Stored data entries:
§ §

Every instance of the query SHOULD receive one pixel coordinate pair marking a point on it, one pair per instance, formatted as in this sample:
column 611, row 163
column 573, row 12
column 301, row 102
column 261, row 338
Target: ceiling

§ §

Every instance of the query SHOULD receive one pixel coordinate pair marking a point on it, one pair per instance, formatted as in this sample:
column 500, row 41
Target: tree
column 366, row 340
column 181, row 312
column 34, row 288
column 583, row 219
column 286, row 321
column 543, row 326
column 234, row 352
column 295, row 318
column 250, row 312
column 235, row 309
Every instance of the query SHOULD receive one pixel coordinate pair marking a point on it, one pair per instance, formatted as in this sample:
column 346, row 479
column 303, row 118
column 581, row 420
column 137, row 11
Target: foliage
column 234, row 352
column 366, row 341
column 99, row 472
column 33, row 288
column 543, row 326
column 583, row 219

§ §

Starting at the line that has "column 611, row 163" in the records above, restate word for word every line until the one that has "Target: ceiling", and include that one as well.

§ RESPONSE TO THE EXERCISE
column 611, row 163
column 573, row 12
column 301, row 102
column 261, row 338
Target: ceiling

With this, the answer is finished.